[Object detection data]
• • • • • • •

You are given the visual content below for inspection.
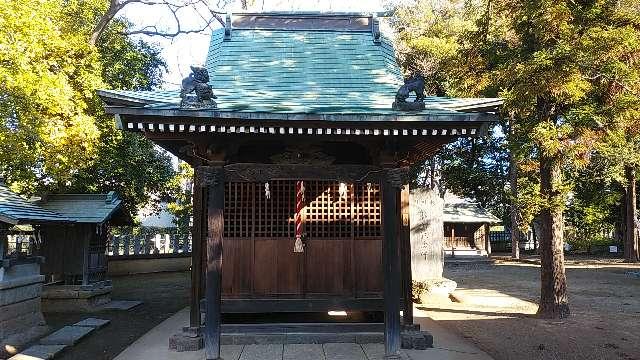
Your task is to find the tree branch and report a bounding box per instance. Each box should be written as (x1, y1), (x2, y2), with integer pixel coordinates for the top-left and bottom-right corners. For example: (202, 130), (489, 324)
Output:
(89, 0), (230, 46)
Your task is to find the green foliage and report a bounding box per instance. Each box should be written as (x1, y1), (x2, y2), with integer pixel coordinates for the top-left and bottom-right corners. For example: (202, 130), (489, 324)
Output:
(0, 0), (174, 217)
(394, 0), (640, 239)
(0, 0), (103, 192)
(167, 162), (193, 234)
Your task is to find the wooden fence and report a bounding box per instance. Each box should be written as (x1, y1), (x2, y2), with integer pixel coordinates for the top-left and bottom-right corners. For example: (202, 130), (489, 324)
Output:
(107, 233), (191, 257)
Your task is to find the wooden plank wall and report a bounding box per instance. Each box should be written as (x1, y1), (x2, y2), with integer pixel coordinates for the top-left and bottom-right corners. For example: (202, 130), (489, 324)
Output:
(222, 180), (382, 298)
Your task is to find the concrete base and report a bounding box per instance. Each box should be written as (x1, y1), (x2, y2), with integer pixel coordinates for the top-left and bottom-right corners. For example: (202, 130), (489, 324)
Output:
(169, 324), (433, 352)
(419, 278), (458, 304)
(115, 308), (492, 360)
(42, 282), (113, 312)
(0, 259), (48, 358)
(107, 256), (191, 276)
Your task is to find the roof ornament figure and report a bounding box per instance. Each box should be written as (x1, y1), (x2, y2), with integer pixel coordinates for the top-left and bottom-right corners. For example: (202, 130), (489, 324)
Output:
(180, 65), (218, 109)
(392, 74), (424, 111)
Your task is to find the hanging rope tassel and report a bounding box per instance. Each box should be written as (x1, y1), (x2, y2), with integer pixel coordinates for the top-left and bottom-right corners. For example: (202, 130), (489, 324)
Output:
(293, 181), (304, 253)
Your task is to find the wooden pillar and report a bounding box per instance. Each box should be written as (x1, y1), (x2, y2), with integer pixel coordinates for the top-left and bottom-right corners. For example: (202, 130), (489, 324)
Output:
(382, 169), (402, 359)
(189, 168), (207, 329)
(0, 223), (9, 265)
(204, 167), (224, 360)
(81, 224), (90, 286)
(400, 184), (413, 325)
(484, 223), (491, 256)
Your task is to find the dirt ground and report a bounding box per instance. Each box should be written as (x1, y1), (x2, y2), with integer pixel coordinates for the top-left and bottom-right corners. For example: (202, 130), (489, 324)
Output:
(418, 259), (640, 360)
(44, 272), (191, 360)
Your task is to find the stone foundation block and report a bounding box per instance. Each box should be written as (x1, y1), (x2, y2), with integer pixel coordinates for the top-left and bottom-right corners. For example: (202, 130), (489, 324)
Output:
(169, 334), (204, 352)
(400, 331), (433, 350)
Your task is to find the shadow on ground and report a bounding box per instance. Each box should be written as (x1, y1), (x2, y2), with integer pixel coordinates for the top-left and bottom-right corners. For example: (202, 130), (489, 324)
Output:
(44, 272), (191, 360)
(417, 262), (640, 360)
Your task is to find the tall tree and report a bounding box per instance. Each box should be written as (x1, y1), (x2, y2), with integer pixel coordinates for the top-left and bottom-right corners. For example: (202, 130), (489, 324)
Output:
(0, 0), (173, 212)
(392, 0), (640, 318)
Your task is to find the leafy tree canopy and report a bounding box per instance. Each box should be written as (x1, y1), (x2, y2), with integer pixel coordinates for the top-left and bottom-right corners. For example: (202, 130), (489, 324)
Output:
(0, 0), (174, 217)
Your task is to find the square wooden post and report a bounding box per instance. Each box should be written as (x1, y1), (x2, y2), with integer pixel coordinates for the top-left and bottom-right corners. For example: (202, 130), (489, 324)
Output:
(400, 184), (413, 325)
(203, 167), (224, 360)
(483, 223), (491, 256)
(382, 169), (402, 359)
(189, 168), (207, 331)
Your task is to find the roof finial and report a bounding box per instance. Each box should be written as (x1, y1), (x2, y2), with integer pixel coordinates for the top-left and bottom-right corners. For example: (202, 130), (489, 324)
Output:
(371, 13), (380, 44)
(224, 13), (231, 41)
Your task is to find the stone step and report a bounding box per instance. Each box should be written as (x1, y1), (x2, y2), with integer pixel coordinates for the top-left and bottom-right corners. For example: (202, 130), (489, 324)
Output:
(73, 318), (111, 329)
(102, 300), (142, 310)
(40, 326), (95, 345)
(9, 345), (69, 360)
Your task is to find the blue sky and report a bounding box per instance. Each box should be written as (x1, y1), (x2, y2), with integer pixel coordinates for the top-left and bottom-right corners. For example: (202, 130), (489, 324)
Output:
(121, 0), (389, 89)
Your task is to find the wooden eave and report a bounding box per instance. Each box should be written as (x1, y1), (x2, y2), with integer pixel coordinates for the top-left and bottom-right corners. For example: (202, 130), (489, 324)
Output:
(107, 107), (497, 136)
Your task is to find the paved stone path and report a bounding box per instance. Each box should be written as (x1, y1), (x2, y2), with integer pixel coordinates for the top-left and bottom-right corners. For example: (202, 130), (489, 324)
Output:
(204, 343), (404, 360)
(9, 318), (111, 360)
(115, 308), (492, 360)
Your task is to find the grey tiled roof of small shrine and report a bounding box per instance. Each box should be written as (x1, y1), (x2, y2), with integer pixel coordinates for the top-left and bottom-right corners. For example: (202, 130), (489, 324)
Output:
(442, 193), (500, 224)
(0, 183), (73, 224)
(38, 192), (122, 224)
(99, 24), (502, 115)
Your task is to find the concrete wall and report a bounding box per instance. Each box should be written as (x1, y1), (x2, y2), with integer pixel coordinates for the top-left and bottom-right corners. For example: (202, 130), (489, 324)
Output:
(409, 189), (444, 281)
(108, 256), (191, 276)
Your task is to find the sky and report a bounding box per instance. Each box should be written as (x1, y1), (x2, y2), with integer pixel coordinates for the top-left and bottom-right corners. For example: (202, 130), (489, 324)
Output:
(119, 0), (388, 89)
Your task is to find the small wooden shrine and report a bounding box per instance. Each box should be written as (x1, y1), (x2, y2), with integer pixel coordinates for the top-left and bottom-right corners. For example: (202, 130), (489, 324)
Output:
(37, 191), (132, 285)
(99, 13), (501, 359)
(0, 183), (73, 358)
(442, 194), (500, 257)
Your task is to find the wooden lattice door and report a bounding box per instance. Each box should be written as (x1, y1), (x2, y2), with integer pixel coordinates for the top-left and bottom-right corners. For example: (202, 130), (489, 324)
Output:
(223, 180), (382, 298)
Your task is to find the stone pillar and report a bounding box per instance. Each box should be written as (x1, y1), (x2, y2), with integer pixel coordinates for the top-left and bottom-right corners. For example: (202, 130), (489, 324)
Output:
(0, 257), (47, 358)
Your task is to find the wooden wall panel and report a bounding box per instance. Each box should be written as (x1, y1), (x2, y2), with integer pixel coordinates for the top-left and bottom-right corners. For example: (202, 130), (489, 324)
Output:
(252, 239), (278, 296)
(305, 239), (353, 296)
(354, 239), (382, 297)
(253, 238), (302, 297)
(222, 238), (253, 297)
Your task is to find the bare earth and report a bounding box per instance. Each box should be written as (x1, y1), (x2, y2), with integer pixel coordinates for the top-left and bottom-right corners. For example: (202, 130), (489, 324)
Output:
(418, 259), (640, 360)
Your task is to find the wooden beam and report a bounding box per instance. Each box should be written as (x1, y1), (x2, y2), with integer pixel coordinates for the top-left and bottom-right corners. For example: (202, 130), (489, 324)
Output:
(400, 184), (413, 325)
(382, 169), (402, 360)
(206, 166), (225, 360)
(189, 171), (207, 329)
(198, 164), (407, 183)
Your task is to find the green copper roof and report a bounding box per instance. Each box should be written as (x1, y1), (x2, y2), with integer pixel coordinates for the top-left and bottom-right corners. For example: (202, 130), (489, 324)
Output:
(99, 17), (502, 115)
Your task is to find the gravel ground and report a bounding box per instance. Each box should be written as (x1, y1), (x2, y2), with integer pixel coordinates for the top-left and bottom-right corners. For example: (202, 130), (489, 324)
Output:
(418, 258), (640, 360)
(44, 272), (191, 360)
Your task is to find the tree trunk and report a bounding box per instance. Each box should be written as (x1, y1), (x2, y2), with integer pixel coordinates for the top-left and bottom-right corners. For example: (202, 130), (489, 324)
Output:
(538, 156), (569, 319)
(624, 166), (638, 262)
(509, 152), (521, 260)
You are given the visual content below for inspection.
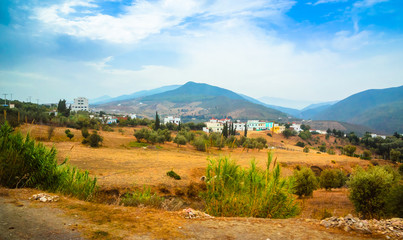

• • • • • • •

Work to do: Reproduce the records above, everything from the start down through the line containing "(89, 0), (230, 46)", keeping the requests but leaving out the pictures. In the answers, multiply each bounding-box coordinate by 2.15 and round it to a whole number with halves going up, while the numbers in the requests and their format samples stay unchanged.

Result:
You are given the visual content below for inspection.
Your task is to find the tree branch and report a bounding box per instance. Each box should be written as (x1, y1), (x2, y2), with integer pixel coordinates for the top-left and bottom-right corners. For example: (202, 130), (489, 324)
Output:
(191, 0), (495, 99)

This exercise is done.